_JOB:_ Count the lines in the items below that contain the word "shorts", treating case as significant, and give only the number.

_DATA ROWS:_

________________________

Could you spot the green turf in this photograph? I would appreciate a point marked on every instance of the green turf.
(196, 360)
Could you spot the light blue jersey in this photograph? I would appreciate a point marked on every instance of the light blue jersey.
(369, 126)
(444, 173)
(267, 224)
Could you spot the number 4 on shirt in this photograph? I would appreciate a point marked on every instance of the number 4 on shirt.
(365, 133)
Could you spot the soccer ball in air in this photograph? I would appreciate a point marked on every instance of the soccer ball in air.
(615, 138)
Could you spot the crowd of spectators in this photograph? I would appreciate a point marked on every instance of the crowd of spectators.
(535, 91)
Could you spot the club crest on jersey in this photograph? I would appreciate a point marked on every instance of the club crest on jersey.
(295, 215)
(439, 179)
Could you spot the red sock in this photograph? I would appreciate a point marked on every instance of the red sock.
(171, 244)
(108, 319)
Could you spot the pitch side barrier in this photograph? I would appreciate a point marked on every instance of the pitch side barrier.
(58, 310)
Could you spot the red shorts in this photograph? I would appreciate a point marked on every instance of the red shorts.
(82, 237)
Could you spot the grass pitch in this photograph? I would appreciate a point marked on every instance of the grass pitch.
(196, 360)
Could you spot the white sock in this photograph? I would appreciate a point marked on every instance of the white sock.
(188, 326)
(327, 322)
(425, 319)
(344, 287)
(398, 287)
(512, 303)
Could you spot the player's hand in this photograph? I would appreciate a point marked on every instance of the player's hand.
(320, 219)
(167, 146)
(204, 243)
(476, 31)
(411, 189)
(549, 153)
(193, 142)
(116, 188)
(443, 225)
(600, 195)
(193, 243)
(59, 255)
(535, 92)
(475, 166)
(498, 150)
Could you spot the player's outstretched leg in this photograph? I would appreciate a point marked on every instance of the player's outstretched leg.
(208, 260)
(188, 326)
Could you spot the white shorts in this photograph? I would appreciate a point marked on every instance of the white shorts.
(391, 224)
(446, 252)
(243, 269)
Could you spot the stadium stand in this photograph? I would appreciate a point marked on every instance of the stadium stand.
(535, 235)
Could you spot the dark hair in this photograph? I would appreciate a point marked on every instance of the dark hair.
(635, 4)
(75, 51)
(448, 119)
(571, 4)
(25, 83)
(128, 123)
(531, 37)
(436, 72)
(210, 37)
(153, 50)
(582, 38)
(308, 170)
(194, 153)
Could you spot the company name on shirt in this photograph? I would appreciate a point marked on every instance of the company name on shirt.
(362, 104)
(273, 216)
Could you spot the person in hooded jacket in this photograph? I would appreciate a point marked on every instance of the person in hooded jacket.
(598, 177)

________________________

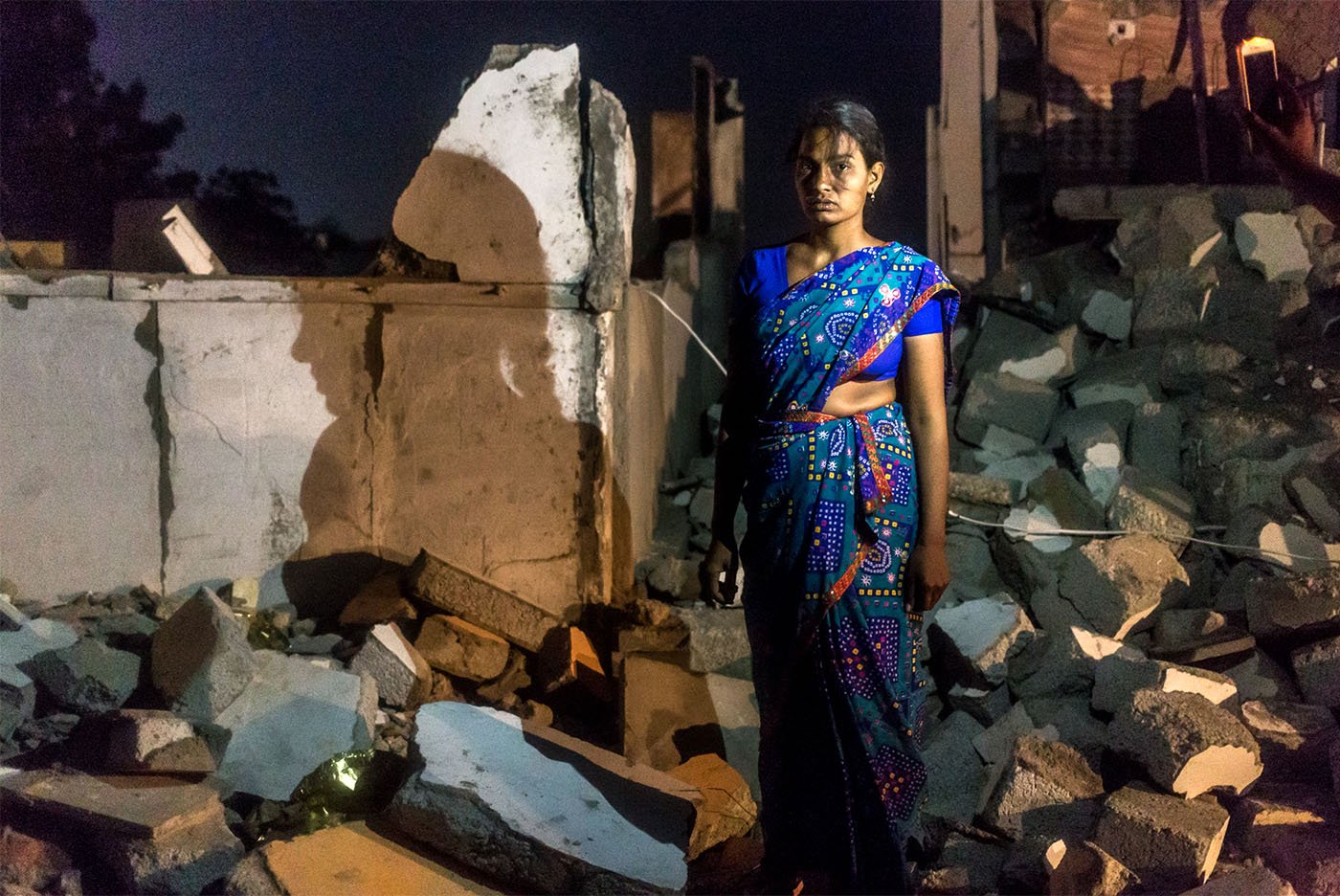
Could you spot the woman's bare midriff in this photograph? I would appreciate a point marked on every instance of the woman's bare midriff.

________________________

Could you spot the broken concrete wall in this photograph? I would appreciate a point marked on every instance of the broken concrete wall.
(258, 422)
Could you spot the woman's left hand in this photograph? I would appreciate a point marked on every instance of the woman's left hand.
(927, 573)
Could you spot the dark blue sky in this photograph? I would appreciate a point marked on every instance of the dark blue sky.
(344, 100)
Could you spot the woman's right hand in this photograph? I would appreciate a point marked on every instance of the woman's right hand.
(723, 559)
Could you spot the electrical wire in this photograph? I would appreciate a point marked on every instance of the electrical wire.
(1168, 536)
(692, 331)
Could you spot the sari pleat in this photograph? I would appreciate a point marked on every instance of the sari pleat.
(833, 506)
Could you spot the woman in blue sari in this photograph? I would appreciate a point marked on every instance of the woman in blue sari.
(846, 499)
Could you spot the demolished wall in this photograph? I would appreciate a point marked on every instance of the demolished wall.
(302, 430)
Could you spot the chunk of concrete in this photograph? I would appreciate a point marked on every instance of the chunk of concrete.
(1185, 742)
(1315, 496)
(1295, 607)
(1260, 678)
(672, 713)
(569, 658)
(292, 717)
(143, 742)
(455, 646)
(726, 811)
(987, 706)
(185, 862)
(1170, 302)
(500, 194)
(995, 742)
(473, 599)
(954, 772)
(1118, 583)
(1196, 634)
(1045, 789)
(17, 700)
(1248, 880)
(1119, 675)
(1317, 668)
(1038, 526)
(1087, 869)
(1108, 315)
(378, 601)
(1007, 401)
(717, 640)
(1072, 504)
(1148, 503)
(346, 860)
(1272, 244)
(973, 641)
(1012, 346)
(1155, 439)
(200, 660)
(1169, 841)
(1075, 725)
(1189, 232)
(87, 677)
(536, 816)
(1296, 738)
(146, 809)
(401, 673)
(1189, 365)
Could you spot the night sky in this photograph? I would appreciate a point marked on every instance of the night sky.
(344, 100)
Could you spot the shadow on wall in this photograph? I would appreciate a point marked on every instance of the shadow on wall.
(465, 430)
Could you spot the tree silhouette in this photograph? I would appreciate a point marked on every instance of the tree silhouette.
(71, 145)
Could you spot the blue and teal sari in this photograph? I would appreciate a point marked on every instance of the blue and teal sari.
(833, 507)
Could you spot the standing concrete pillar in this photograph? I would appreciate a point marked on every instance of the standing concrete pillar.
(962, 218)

________________________

_RESULT BELOW:_ 2